* [Selection]
--- start ---
These models culminated in an engine for end-to-end audio analysis of customer call recordings. All project code was written using
Python 3.6, used Google’s TensorFlow machine learning library via
the Keras interface, and used the Python/R Anaconda distribution.
Version control was performed using git and GitHub was used for
hosting all project repositories. The project was developed using an
Agile workflow, and team collaboration and communication was
facilitated using the software, Slack.

SYSTEM ARCHITECTURE AND DESIGN

The aim of this project was to prove it is possible to take a customer
service call as input and get data relevant for a customer satisfaction survey as output. The system constructed to accomplish this task, pictured in figure 1, consists of three main models: a speech-to-text model, a topic model, and a sentiment model. The speech-to-text model was trained on web-scraped customer service call audio files. The topic model was trained on a web-scrapped corpus of a wireless carrier’s FAQs and forum posts. The sentiment model was trained on a combined dataset of annotated IEMOCAP transcripts and electronics reviews. The customer service call audio was then passed through the speech-to-text program to generate transcripts, which were then fed into the topic and sentiment models. These two latter models output predictions of overall topics and sentence-by-sentence sentiment tagging. These two outputs were then aggregated to produce visualizations of customer satisfaction indicators such as sentiment over time during the call and sentiment associated with specific topics.

Figure 1: Diagram of general system architecture.

TECHNICAL DESIGN

The use of Convolutional Neural Networks (CNN) for natural language
processing is a fairly recent development. CNNs are most
well known for their success in image classification from filters’
natural proficiency for identifying components of an image like
lines and shapes. Whereas a CNN used on images can successfully
find patterns in shapes, the filters of a CNN used on language is
analogously able to find patterns in n-grams.

The network used for testing, pictured in figure 2 and elaborated
on in figure 3, has two convolutional layers. The first convolutional
layer has 64 filters with a filter size of 4, and the second has 32 filters
with a filter size of 6. These were starting points to test that the
model has functionality. These parameters could be further tuned
to improve the accuracy of the model. A larger number of filters
and filter sizes in the range of 3–5 are recommended for sentiment
analysis using a CNN in order to capture a large amount of contextual
information based on the relations between closely adjacent
words. The dropout layer in the diagram is intended to prevent
overfitting.

Figure 2: Convolutional neural network architecture.
Figure 3: CNN layer type, output shape, and number of parameters.

Latent Dirichlet Allocation (LDA) topic models are widely used for
identifying underlying topics in a set of documents. Given K topics
to find, an LDA model will sort words in a document into various
topics based on the words they appear most frequently with and
their respective topics. This works through a generative process
where the LDA model assumes the following: a document is composed
of an assortment of topics and each topic is composed of
an assortment of words. It then reverse engineers this process in order
to identify the topics in a corpus. Figure 4 is the graphical plate
notation where:

  • M is the number of documents
  • N is the number of words in a document
  • α is the per-document topic distributions
  • β is the per-topic word distribution
  • m is the topic distribution for document m
  • φ_k is the word distribution for topic k
  • Z_mn is the topic for the nth word in document m
  • W_mn is the specific word
Figure 4: Diagram of smoothed LDA model.
--- end ---
* [Collected material]
--- start ---
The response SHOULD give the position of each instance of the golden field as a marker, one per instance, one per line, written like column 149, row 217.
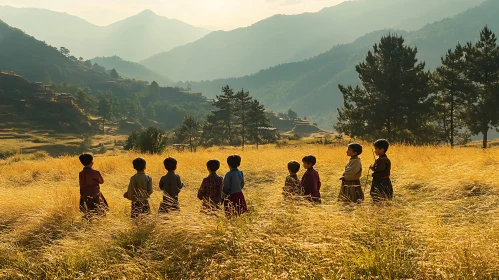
--- end ---
* [Tasks for this exercise]
a) Answer these about the call-analysis excerpt:
(i) What was the topic model trained on?
(ii) How many filters does the second convolutional layer have, and what is their filter size?
(iii) Which software was used for team collaboration and communication?
b) Pick up the call-analysis excerpt after its final line and carry it forward.
The material has no connection to the call-analysis excerpt.

* [Response list]
a)
(i) A corpus of a wireless carrier's FAQs and forum posts.
(ii) 32 filters with a filter size of 6.
(iii) Slack.

b)
For the purposes of sorting customer service transcript data into
topics, an online technical support discussion board and FAQ section
of a wireless carrier was used. By using this dataset, the topics
could be predetermined and the model could be tuned to identify
specific topics. Figure 5 provides examples of topic information
which can then be used to identify topics. In order to do this,
β was defined in the following way:

  • For each topic, all words were initially given a 1 / corpus
    vocabulary size
    distribution
  • Then words that were predetermined to be more frequent
    for a given topic were heavily biased (1000 times more weight)

This enabled the model to bias toward finding specific topics in a
document rather than determining its own.

Figure 5: Example of raw output from the LDA model.

DESIGN DECISIONS

Some tools were across all sections of the project. The general purpose
data science tools used throughout the project include:

  • Python: Python is a powerful, general-purpose programming language
    with a robust set of libraries. It is an industry standard
    with wide support networks.
  • TensorFlow: TensorFlow is an open source library for deployment of high
    performance numerical computation across different platforms.
  • Anaconda: The Anaconda distribution contains a plethora of data science
    packages, including conda, which is an OS-independent
    package and virtual environment manager, allowing for easy
    package installation across machines.
  • Jupyter Notebook: Jupyter notebooks are documents which contain text and embedded code which can be easily run within the document.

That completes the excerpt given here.